◆ Problema a resolver:
Imprima todas as linhas abaixo sem nenhuma alteração e deixe as imagens fora da resposta.
######
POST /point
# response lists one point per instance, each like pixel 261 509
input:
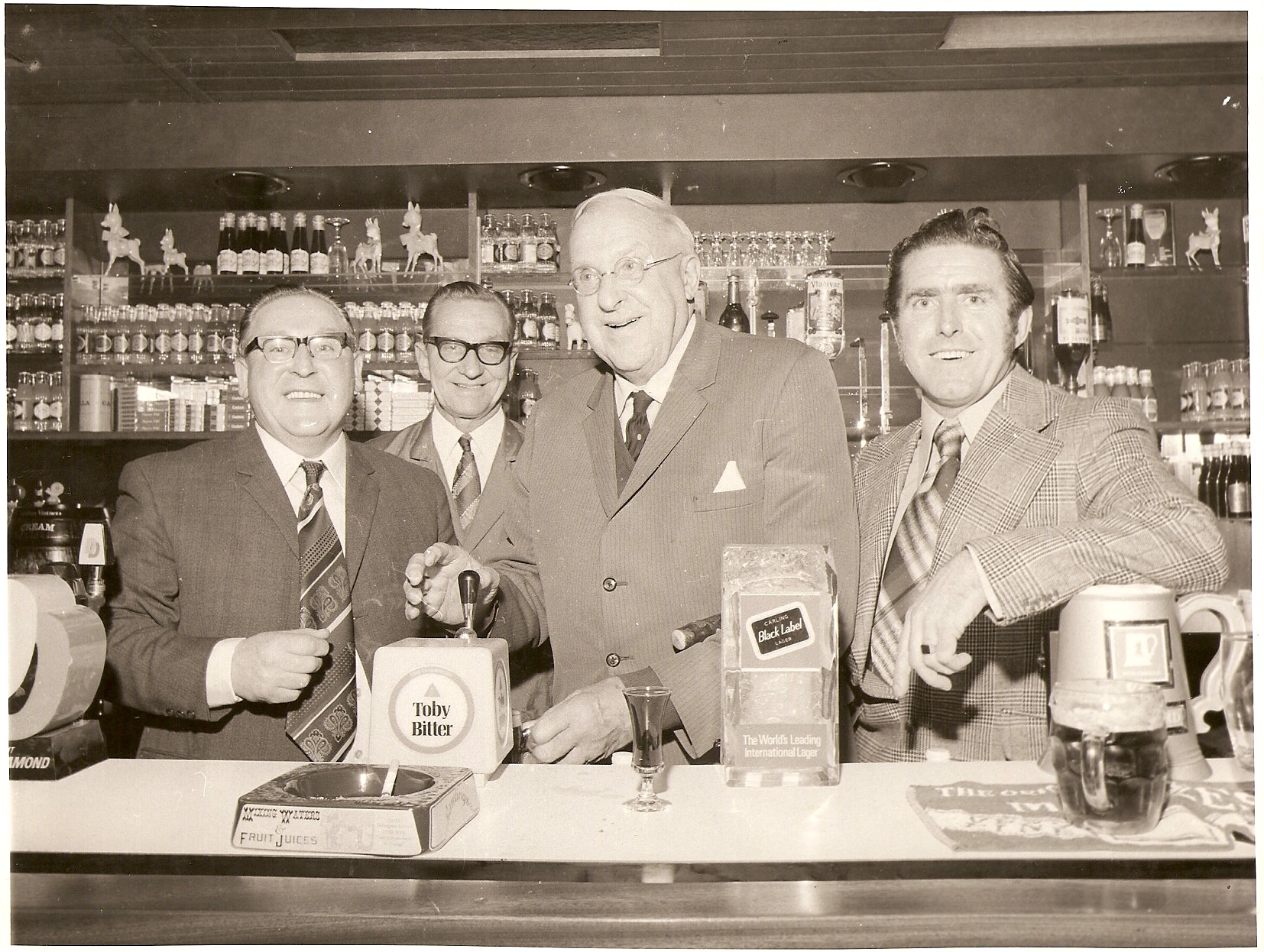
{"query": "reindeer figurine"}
pixel 416 241
pixel 116 241
pixel 1207 239
pixel 368 256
######
◆ Solução completa:
POST /point
# response lists one point per instance, each like pixel 261 509
input:
{"query": "reindeer figurine"}
pixel 416 241
pixel 116 241
pixel 1207 239
pixel 368 256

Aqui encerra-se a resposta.